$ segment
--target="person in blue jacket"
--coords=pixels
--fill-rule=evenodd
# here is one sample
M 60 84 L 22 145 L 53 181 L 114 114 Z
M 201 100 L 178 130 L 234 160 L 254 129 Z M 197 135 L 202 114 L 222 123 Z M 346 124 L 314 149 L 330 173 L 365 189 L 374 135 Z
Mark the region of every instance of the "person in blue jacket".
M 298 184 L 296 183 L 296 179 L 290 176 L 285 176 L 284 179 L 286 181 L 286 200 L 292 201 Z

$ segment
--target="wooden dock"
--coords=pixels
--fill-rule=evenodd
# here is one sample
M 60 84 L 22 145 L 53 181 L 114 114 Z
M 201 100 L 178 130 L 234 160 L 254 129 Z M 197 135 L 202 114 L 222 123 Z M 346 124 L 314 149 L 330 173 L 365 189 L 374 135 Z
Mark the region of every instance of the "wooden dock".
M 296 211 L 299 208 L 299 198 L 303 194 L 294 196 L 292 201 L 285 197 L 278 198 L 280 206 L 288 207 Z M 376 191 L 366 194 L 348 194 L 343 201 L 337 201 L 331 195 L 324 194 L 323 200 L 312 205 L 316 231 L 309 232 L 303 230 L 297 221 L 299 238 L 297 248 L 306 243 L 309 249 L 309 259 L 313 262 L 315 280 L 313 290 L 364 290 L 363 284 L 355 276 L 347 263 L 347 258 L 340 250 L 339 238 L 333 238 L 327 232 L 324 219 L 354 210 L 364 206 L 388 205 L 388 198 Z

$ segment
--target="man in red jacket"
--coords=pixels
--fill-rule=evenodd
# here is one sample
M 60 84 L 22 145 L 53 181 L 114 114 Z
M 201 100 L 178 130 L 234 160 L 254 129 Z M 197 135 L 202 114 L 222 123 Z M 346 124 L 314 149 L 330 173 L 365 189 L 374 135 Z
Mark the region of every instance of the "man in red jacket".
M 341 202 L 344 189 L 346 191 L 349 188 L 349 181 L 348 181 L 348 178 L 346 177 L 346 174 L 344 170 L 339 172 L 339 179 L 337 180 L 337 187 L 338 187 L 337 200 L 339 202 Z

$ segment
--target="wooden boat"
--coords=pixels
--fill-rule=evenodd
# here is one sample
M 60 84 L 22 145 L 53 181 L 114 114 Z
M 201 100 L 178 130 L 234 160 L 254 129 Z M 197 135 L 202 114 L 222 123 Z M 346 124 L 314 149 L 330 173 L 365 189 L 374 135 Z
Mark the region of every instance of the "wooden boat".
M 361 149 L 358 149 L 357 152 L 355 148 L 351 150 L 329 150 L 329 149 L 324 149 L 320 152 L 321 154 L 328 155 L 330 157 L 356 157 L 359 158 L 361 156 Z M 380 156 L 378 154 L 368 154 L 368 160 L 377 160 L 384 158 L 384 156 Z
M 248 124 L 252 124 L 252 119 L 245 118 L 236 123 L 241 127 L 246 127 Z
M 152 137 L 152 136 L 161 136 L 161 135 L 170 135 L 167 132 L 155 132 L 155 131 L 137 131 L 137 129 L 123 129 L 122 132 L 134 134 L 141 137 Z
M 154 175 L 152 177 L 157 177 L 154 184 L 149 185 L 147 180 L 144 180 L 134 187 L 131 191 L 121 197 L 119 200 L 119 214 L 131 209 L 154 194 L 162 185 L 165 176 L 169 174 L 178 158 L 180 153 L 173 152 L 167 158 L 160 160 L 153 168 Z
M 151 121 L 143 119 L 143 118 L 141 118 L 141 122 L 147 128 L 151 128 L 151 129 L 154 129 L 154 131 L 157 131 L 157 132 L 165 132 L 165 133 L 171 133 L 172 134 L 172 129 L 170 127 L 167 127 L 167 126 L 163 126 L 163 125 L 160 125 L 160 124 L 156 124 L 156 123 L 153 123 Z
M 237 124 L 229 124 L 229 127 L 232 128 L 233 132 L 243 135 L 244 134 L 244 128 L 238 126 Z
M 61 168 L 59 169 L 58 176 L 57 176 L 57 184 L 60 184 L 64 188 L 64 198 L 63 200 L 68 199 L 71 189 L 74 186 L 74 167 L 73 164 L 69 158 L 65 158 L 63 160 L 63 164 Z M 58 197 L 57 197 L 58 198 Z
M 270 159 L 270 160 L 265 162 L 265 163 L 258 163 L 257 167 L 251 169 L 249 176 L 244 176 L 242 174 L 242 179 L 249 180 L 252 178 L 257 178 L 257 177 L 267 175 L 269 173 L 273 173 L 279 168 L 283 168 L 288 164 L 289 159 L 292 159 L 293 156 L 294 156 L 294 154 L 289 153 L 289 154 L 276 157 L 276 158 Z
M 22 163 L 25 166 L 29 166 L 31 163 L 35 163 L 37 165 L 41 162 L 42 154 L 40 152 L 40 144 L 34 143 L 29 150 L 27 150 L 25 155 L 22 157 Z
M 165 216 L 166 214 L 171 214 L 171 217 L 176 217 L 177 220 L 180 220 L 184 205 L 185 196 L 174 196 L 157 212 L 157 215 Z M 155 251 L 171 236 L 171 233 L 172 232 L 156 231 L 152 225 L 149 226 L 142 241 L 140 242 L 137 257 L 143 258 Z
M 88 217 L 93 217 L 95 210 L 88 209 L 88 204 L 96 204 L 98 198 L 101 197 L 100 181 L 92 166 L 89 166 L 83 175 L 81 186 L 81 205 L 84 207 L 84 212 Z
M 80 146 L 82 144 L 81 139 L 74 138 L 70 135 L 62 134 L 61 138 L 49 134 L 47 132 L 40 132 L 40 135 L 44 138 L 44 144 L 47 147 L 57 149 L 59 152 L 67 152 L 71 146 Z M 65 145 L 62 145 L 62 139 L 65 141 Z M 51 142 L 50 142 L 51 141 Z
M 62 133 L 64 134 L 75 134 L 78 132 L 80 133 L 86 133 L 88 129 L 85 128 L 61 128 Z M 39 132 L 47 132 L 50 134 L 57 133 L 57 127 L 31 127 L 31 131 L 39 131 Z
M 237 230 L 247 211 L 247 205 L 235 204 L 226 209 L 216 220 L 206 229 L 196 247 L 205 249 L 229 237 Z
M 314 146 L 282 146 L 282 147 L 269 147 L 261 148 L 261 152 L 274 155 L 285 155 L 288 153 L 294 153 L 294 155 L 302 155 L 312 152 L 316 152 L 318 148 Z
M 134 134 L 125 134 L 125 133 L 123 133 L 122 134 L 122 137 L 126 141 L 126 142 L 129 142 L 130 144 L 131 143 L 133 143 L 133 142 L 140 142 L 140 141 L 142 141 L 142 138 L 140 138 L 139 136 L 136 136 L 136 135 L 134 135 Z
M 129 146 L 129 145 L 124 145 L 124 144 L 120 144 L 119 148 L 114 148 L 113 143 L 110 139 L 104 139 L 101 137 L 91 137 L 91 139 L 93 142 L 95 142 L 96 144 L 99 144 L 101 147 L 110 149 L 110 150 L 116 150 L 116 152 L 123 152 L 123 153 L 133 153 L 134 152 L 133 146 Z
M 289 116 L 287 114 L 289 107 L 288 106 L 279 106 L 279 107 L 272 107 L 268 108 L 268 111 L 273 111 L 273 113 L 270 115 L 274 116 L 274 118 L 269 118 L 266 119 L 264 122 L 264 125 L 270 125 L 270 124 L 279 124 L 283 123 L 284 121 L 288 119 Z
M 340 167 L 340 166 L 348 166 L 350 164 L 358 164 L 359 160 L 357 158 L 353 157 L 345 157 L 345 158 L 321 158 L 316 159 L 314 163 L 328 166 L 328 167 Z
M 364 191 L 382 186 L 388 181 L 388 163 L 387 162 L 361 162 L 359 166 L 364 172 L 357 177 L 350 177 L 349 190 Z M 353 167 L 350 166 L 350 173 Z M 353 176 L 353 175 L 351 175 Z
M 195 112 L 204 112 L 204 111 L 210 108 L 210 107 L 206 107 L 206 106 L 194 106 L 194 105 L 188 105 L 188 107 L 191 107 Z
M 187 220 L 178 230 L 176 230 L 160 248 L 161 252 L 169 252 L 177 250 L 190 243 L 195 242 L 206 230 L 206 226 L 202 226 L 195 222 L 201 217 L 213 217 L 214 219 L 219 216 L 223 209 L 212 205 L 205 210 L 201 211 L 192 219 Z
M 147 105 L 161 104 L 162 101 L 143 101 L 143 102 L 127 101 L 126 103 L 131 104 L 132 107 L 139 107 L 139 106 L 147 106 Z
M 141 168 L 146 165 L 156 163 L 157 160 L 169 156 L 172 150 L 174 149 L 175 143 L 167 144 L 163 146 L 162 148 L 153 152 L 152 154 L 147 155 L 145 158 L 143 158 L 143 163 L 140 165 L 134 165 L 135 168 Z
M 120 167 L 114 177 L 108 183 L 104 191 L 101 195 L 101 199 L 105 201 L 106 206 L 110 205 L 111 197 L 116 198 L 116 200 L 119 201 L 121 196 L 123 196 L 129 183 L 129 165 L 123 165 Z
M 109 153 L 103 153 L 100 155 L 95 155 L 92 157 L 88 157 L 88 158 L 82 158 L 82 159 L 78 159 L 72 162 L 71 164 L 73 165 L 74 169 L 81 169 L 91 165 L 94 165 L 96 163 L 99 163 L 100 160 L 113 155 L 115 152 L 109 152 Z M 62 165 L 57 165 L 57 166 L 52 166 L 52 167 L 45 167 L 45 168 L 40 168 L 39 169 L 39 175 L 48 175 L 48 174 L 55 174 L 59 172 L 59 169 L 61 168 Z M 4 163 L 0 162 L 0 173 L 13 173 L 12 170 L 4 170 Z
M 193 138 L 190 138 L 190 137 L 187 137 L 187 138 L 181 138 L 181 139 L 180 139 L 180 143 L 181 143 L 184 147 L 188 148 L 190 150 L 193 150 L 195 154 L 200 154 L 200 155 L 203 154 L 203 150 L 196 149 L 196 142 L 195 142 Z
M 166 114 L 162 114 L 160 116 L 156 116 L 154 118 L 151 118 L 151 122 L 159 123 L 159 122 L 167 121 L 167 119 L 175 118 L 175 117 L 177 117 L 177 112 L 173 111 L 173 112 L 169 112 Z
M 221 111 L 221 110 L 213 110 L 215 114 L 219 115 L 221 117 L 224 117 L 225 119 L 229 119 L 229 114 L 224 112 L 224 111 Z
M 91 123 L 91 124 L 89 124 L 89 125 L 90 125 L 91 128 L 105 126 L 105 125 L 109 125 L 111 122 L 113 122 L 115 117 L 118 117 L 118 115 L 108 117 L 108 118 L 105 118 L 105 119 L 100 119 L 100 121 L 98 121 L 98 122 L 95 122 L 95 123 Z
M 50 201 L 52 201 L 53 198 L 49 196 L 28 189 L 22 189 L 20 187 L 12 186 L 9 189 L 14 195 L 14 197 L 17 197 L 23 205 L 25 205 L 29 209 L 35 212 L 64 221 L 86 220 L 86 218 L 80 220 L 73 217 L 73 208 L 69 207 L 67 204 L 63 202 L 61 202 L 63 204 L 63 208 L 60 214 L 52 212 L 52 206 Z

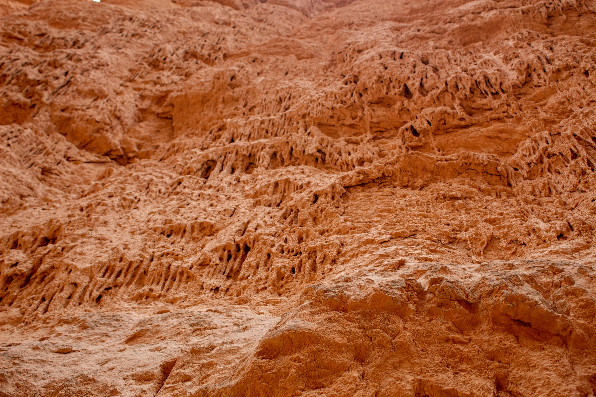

EXERCISE OBJECTIVE
Present the data from its start through the line containing "M 341 202 L" as a numbered list, leaving out blank lines.

SOLUTION FOR THIS EXERCISE
1. $ segment
2. --target="person in blue jacket"
3. --coords=pixels
4. --fill-rule=evenodd
5. # here is one sample
6. M 60 84 L 22 145 L 53 181 L 114 114 Z
7. M 201 100 L 178 130 L 234 160 L 254 129 Z M 197 135 L 202 114 L 222 123 Z M 346 124 L 314 149 L 330 173 L 365 189 L 374 135 Z
8. Mark the region of every instance of the "person in blue jacket".
9. M 298 184 L 296 183 L 296 179 L 290 176 L 285 176 L 284 179 L 286 181 L 286 200 L 292 201 Z
10. $ segment
11. --target="wooden dock"
12. --coords=pixels
13. --fill-rule=evenodd
14. # here is one sample
15. M 60 84 L 22 145 L 53 181 L 114 114 Z
16. M 201 100 L 178 130 L 234 160 L 254 129 Z M 197 135 L 202 114 L 222 123 Z M 346 124 L 314 149 L 330 173 L 365 189 L 374 135 Z
17. Mark the region of every instance of the "wooden dock".
18. M 296 211 L 299 208 L 299 198 L 303 194 L 294 196 L 292 201 L 285 197 L 278 198 L 280 206 L 288 207 Z M 376 191 L 366 194 L 348 194 L 343 201 L 337 201 L 331 195 L 324 194 L 323 200 L 312 205 L 316 231 L 309 232 L 303 230 L 297 221 L 299 238 L 297 248 L 306 243 L 309 249 L 309 259 L 313 262 L 315 280 L 313 290 L 364 290 L 363 284 L 355 276 L 347 263 L 347 258 L 340 250 L 339 238 L 333 238 L 327 232 L 324 219 L 354 210 L 364 206 L 388 205 L 388 198 Z
19. $ segment
20. --target="man in red jacket"
21. --coords=pixels
22. --fill-rule=evenodd
23. # here is one sample
24. M 60 84 L 22 145 L 53 181 L 114 114 Z
25. M 201 100 L 178 130 L 234 160 L 254 129 Z M 197 135 L 202 114 L 222 123 Z M 346 124 L 314 149 L 330 173 L 365 189 L 374 135 Z
26. Mark the region of every instance of the "man in red jacket".
27. M 341 202 L 344 189 L 346 191 L 349 188 L 349 181 L 348 181 L 348 178 L 346 177 L 346 174 L 344 170 L 339 172 L 339 179 L 337 180 L 337 187 L 338 187 L 337 200 L 339 202 Z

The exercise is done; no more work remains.